## [Sua tarefa]
Reproduza, sem alterar nada, a passagem do texto sobre Epitácio Pessoa mostrado abaixo que vai de "Neste 2025, o" até "senso de Estado.", incluindo essas palavras finais.

## [Trecho da página]
Neste tributo aos 160 anos de Epitácio Pessoa, contrapõe-se a retórica altiva de Rui Barbosa ao pragmatismo firme do estadista paraibano. “Enquanto a Águia de Haia voava nas palavras, Epitácio edificava a República com atos”, lembra o escritor Palmarí de Lucena, e ainda: “sua memória emerge como farol num Brasil sem estadistas, denunciando a falência moral da política atual e clamando por uma liderança verdadeira.” Confira íntegra…
“A palavra encanta. O gesto governa.” — Epígrafe para um país que ainda confunde retórica com direção.
Neste 2025, o Brasil celebra os 160 anos de nascimento de Epitácio Pessoa — e, mais do que uma efeméride, deveria celebrar a memória de um dos raros estadistas verdadeiros que moldaram a República com lucidez, coragem e senso de Estado.

## [Seção de dados]
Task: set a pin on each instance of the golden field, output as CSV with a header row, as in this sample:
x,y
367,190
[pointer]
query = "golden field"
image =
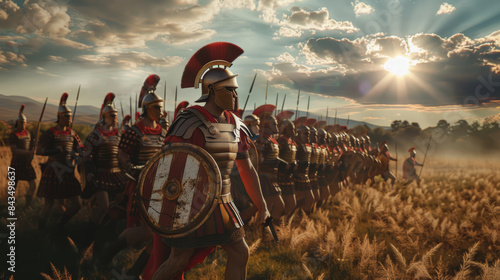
x,y
446,229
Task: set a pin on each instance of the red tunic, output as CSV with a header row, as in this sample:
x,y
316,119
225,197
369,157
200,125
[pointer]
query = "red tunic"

## [Campo de resposta]
Neste 2025, o Brasil celebra os 160 anos de nascimento de Epitácio Pessoa — e, mais do que uma efeméride, deveria celebrar a memória de um dos raros estadistas verdadeiros que moldaram a República com lucidez, coragem e senso de Estado.